> [WHAT IS ASKED] Collect each line in the entries below that contains the string "debris", keeping the lines in their original order.

> [EXTRACTED ENTRIES]
* start *

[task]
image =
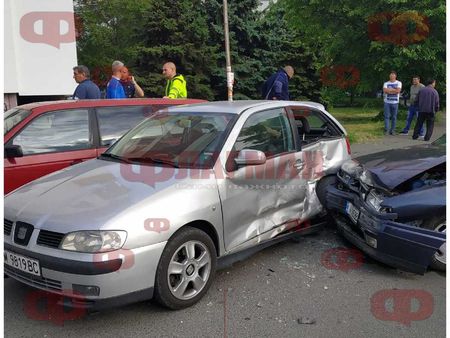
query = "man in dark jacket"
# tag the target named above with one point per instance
(277, 85)
(86, 89)
(427, 101)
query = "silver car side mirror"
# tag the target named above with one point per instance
(250, 157)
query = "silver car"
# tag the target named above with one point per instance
(186, 187)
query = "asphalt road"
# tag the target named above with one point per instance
(289, 290)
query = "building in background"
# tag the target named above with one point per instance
(40, 50)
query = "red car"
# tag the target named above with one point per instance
(44, 137)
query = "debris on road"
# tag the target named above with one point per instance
(306, 320)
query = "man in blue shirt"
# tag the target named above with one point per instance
(86, 89)
(277, 85)
(427, 102)
(114, 89)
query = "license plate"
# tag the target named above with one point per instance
(352, 212)
(22, 263)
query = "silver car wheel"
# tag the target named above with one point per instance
(440, 255)
(189, 270)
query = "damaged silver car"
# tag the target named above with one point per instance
(188, 188)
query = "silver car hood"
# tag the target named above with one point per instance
(100, 194)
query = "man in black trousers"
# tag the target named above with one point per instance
(427, 101)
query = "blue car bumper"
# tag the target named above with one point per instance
(378, 235)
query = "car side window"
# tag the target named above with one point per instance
(268, 131)
(116, 121)
(311, 125)
(56, 131)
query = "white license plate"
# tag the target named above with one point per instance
(352, 212)
(22, 263)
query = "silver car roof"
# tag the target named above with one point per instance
(238, 107)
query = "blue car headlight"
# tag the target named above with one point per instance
(374, 200)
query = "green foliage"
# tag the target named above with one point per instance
(337, 30)
(146, 33)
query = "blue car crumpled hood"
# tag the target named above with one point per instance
(390, 168)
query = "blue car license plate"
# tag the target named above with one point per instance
(352, 212)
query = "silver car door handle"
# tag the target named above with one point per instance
(298, 164)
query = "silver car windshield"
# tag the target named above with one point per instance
(186, 140)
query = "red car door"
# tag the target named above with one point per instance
(50, 142)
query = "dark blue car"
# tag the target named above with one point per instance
(391, 205)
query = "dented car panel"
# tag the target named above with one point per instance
(385, 208)
(184, 167)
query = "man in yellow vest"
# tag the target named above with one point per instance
(176, 84)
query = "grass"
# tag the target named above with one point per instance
(365, 124)
(360, 123)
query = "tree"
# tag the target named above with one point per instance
(177, 33)
(408, 37)
(108, 30)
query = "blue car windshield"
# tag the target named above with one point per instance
(185, 140)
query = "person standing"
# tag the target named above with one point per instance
(114, 89)
(391, 90)
(427, 101)
(86, 89)
(129, 84)
(176, 84)
(412, 110)
(277, 85)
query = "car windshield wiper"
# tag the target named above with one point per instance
(154, 160)
(115, 157)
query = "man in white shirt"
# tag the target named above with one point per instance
(391, 90)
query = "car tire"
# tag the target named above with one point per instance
(321, 188)
(186, 269)
(437, 223)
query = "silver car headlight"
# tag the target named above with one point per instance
(94, 241)
(374, 200)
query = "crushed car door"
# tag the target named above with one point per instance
(258, 200)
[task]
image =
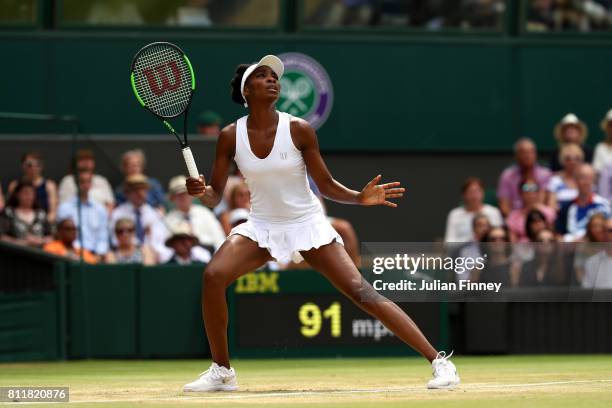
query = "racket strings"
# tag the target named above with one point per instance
(169, 102)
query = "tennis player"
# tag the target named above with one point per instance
(274, 151)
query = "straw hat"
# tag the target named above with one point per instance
(182, 230)
(571, 119)
(605, 120)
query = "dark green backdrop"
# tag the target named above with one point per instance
(392, 93)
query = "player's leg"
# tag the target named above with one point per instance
(237, 256)
(335, 264)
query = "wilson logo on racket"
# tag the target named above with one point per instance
(160, 73)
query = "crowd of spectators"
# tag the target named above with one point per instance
(553, 224)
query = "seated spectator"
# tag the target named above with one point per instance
(128, 249)
(534, 223)
(547, 267)
(209, 124)
(598, 268)
(590, 244)
(561, 189)
(65, 245)
(101, 191)
(499, 266)
(480, 227)
(526, 168)
(459, 221)
(22, 221)
(46, 190)
(133, 162)
(570, 129)
(239, 197)
(586, 204)
(603, 151)
(93, 217)
(202, 221)
(149, 224)
(532, 200)
(185, 247)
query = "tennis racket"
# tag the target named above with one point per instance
(163, 82)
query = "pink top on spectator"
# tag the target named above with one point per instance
(508, 186)
(516, 221)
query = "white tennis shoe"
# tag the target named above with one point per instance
(444, 373)
(216, 378)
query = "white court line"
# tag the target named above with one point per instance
(238, 396)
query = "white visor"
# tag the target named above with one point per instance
(271, 61)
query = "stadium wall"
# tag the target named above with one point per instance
(412, 93)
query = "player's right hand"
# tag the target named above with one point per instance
(196, 187)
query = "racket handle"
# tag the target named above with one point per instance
(190, 162)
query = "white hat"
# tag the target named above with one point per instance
(571, 119)
(605, 120)
(271, 61)
(239, 214)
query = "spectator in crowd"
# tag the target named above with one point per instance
(149, 224)
(46, 190)
(532, 200)
(101, 191)
(128, 249)
(534, 223)
(459, 226)
(209, 124)
(603, 151)
(185, 247)
(598, 268)
(22, 221)
(526, 168)
(561, 189)
(499, 266)
(93, 217)
(480, 227)
(590, 244)
(585, 205)
(133, 162)
(64, 243)
(202, 221)
(239, 197)
(572, 130)
(194, 13)
(546, 268)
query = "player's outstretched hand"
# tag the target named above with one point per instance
(196, 187)
(379, 194)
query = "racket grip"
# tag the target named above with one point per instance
(190, 162)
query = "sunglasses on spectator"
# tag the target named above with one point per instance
(574, 158)
(530, 188)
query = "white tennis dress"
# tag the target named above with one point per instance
(286, 217)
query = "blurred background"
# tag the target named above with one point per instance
(435, 94)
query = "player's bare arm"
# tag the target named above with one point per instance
(210, 195)
(373, 193)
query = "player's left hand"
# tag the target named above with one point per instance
(375, 194)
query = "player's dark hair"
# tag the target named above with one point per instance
(235, 84)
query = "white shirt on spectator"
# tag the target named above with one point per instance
(203, 222)
(602, 156)
(152, 222)
(100, 192)
(598, 271)
(459, 223)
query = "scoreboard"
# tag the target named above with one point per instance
(298, 313)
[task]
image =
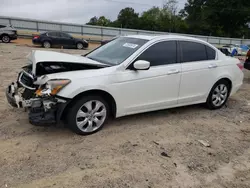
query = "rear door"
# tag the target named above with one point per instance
(67, 40)
(199, 71)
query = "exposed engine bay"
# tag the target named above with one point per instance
(30, 92)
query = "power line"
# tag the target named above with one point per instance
(130, 2)
(215, 9)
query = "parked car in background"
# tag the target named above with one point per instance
(57, 38)
(247, 61)
(129, 75)
(225, 51)
(7, 33)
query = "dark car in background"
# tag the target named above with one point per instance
(57, 38)
(7, 33)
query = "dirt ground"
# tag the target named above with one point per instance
(128, 151)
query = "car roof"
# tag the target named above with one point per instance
(167, 36)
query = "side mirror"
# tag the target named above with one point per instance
(141, 65)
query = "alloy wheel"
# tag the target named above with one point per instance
(6, 39)
(91, 116)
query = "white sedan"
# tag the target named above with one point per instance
(129, 75)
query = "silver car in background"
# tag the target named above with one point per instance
(7, 33)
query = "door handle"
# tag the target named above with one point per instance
(174, 71)
(212, 66)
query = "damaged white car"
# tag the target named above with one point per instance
(129, 75)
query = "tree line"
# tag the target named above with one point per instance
(224, 18)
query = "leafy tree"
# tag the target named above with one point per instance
(128, 18)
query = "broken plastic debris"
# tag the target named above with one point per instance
(204, 143)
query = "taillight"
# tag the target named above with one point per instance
(240, 65)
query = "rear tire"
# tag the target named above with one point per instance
(46, 44)
(218, 95)
(88, 115)
(5, 39)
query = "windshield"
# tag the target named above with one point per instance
(116, 51)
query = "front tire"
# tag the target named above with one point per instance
(79, 46)
(5, 39)
(88, 115)
(218, 95)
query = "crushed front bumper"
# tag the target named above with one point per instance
(42, 111)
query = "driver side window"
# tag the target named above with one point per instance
(162, 53)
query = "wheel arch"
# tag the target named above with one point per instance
(4, 34)
(106, 96)
(228, 80)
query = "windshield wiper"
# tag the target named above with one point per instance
(103, 63)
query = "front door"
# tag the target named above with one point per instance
(153, 89)
(67, 40)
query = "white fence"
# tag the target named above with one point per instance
(101, 32)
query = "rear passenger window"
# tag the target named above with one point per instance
(210, 53)
(162, 53)
(192, 51)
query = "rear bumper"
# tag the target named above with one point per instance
(10, 97)
(42, 111)
(247, 65)
(13, 37)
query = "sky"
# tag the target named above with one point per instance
(74, 11)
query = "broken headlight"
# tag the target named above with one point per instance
(52, 87)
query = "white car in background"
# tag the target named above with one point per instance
(129, 75)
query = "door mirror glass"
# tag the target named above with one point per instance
(141, 65)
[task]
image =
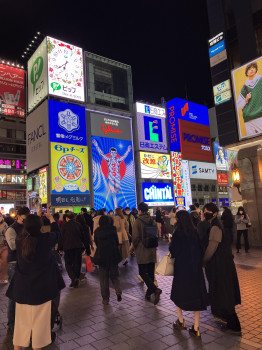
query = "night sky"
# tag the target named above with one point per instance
(165, 41)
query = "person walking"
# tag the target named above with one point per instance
(11, 234)
(107, 257)
(145, 257)
(242, 220)
(72, 242)
(37, 281)
(221, 272)
(121, 227)
(188, 288)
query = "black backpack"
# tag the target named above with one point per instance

* end *

> [COMPLETE ANSWER]
query = "debris on road"
query = "broken plastic debris"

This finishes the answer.